▶ **Exercise task**
Please rewrite each line of the listing below as a numbered list, skipping any blank lines and leaving the pictures out.

'''

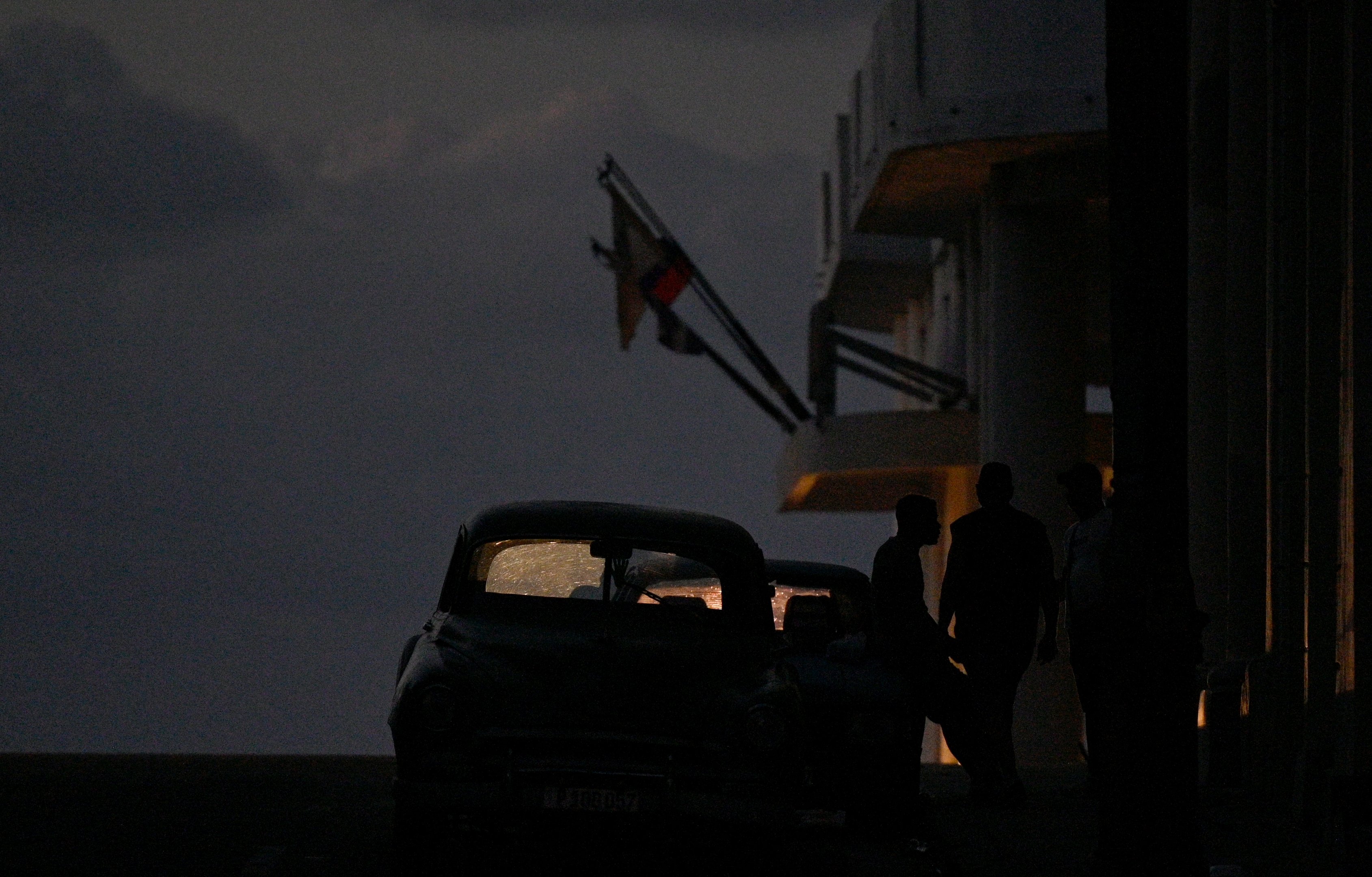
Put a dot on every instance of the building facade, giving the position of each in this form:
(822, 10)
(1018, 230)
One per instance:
(966, 230)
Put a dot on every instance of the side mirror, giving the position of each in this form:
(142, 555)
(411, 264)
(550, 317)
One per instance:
(611, 549)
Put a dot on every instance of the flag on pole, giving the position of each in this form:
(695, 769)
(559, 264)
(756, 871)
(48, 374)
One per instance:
(648, 271)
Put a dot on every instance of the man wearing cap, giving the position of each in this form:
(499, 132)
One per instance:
(1083, 588)
(909, 640)
(999, 578)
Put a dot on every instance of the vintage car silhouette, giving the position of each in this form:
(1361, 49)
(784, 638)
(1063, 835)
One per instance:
(859, 739)
(597, 658)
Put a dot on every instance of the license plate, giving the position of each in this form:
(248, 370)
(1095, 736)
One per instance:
(596, 801)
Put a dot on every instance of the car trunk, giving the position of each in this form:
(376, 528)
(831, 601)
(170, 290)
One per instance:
(588, 669)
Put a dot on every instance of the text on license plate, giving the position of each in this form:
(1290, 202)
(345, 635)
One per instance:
(598, 801)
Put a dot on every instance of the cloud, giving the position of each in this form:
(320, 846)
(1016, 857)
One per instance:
(91, 165)
(704, 14)
(246, 458)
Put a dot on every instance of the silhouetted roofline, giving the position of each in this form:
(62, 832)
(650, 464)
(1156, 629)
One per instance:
(811, 574)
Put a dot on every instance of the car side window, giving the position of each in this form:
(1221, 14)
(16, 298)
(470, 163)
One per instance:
(567, 569)
(538, 569)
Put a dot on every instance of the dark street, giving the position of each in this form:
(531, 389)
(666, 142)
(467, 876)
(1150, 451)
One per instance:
(315, 816)
(308, 816)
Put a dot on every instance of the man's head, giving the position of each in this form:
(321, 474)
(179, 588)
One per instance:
(995, 488)
(1082, 489)
(917, 518)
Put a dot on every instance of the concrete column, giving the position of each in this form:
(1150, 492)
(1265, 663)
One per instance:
(1206, 397)
(1040, 255)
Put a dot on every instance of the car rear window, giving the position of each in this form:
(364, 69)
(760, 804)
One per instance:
(566, 569)
(782, 598)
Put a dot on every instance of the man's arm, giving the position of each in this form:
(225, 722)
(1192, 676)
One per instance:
(955, 574)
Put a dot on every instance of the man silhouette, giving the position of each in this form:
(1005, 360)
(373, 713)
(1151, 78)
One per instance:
(999, 577)
(1085, 591)
(909, 640)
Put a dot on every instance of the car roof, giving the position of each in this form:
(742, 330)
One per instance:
(592, 521)
(811, 574)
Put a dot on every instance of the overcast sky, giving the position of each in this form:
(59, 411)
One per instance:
(290, 289)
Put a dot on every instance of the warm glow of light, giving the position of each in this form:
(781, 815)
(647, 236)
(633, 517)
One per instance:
(802, 489)
(946, 755)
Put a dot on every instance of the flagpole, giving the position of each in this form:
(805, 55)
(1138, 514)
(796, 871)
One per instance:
(710, 297)
(754, 393)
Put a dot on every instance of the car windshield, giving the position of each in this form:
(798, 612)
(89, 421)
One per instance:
(566, 569)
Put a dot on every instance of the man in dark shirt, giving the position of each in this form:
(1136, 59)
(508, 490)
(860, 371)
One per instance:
(1085, 591)
(999, 577)
(909, 640)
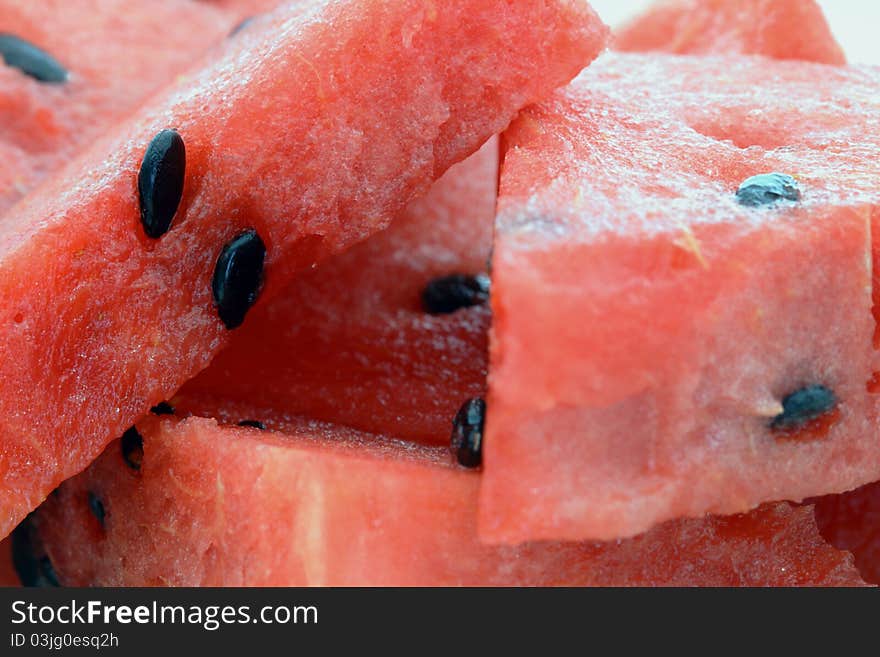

'''

▶ **Written reply**
1. Put a dot on every instance of the building facade, giving the position of each in this form:
2. (822, 10)
3. (1018, 230)
4. One per instance:
5. (966, 230)
6. Put a dot on every instance of the side mirror, giving the position of each in this form:
7. (142, 555)
8. (411, 264)
9. (550, 317)
10. One per instance:
11. (611, 549)
12. Put a dot on every instance of the flag on pole, giving the position of each in this form:
13. (695, 769)
14. (559, 264)
15. (756, 871)
16. (48, 374)
17. One per instance:
18. (648, 271)
19. Put a dot on every instance of the man wearing cap, giving the position of each in this form:
20. (499, 132)
21. One per instance:
22. (1083, 588)
23. (909, 640)
24. (999, 578)
25. Put a dot on every instance of the vintage car silhouette, giving the position of each in this form:
26. (1361, 49)
27. (784, 638)
28. (1063, 835)
29. One per instance:
30. (859, 739)
31. (597, 658)
32. Put a dot on every instance of the license plate, giving the position of each in this form:
33. (248, 370)
34. (1095, 736)
35. One per instance:
36. (596, 801)
37. Put a dot on every instance of the car trunk, giving the position of each in this form:
38. (376, 528)
39. (831, 601)
40. (170, 290)
41. One per instance:
42. (588, 669)
43. Put a dot on every instance of the text on license plate, giving the position of each in this form:
44. (1290, 202)
45. (345, 635)
46. One per instance:
47. (598, 801)
48. Put a dot on every instance of the cloud, giving the position of each in this form:
49. (320, 846)
50. (1016, 857)
51. One per instance:
52. (91, 165)
53. (704, 14)
54. (246, 458)
55. Put a dot on every instance of the silhouetted roofline, giving the position of each in this form:
56. (62, 832)
57. (650, 464)
58. (1156, 629)
59. One per instance:
60. (811, 574)
61. Put a dot on every instance of the car side window, giving the position of each in this form:
62. (1221, 14)
63. (16, 298)
64. (470, 163)
65. One per instance:
66. (567, 569)
67. (538, 569)
68. Put a dot on every instance of the dark street, giving the position of each in this form:
69. (531, 389)
70. (666, 142)
71. (467, 876)
72. (1150, 451)
73. One per instance:
74. (315, 816)
75. (308, 816)
76. Put a dot on every instance of the man's head, giving the position of each in this form:
77. (321, 474)
78. (179, 588)
79. One per instance:
80. (995, 488)
81. (1082, 489)
82. (917, 518)
83. Put a dot on every instance of the concrete column, giving the position of each in this form:
84. (1150, 492)
85. (1265, 663)
86. One per instance:
87. (1206, 397)
88. (1040, 255)
89. Put a dot on every instance of the car rear window, giving the position of each in this form:
90. (364, 69)
91. (760, 804)
92. One per instance:
93. (566, 569)
94. (782, 598)
95. Put a dot on every instance of the man's arm, giving the position of each in this form:
96. (225, 722)
97. (1192, 676)
98. One per instance:
99. (955, 574)
100. Put a dot on every instance of the man silhouette, giving the position of each in this form:
101. (1005, 360)
102. (373, 713)
103. (1151, 78)
104. One per instance:
105. (999, 577)
106. (1085, 591)
107. (909, 640)
108. Put a dot on every instance of the car roof, giving the position of each in this form:
109. (742, 330)
110. One per instance:
111. (592, 521)
112. (811, 574)
113. Put a dot on every instance of the overcast sky, giving the position of each in this form:
114. (59, 411)
115. One per instance:
116. (290, 289)
117. Put a dot on every instance of the warm glow of light, giving the position of each in this form:
118. (781, 815)
119. (647, 236)
120. (633, 517)
121. One per instance:
122. (802, 489)
123. (946, 755)
124. Put a dot on every instance of the flagpole, giving the position of each in this form:
125. (805, 55)
126. (1138, 514)
127. (796, 871)
128. One per instance:
129. (710, 297)
130. (754, 393)
131. Put a dot on every instance of the car windshield, giving the position of each in this form:
132. (798, 612)
133. (89, 421)
134. One per instance:
135. (566, 569)
136. Put a dot on every instance of the man in dark shirt, giving the position of each in this form:
137. (1136, 59)
138. (508, 490)
139. (860, 371)
140. One per instance:
141. (1085, 591)
142. (999, 577)
143. (909, 640)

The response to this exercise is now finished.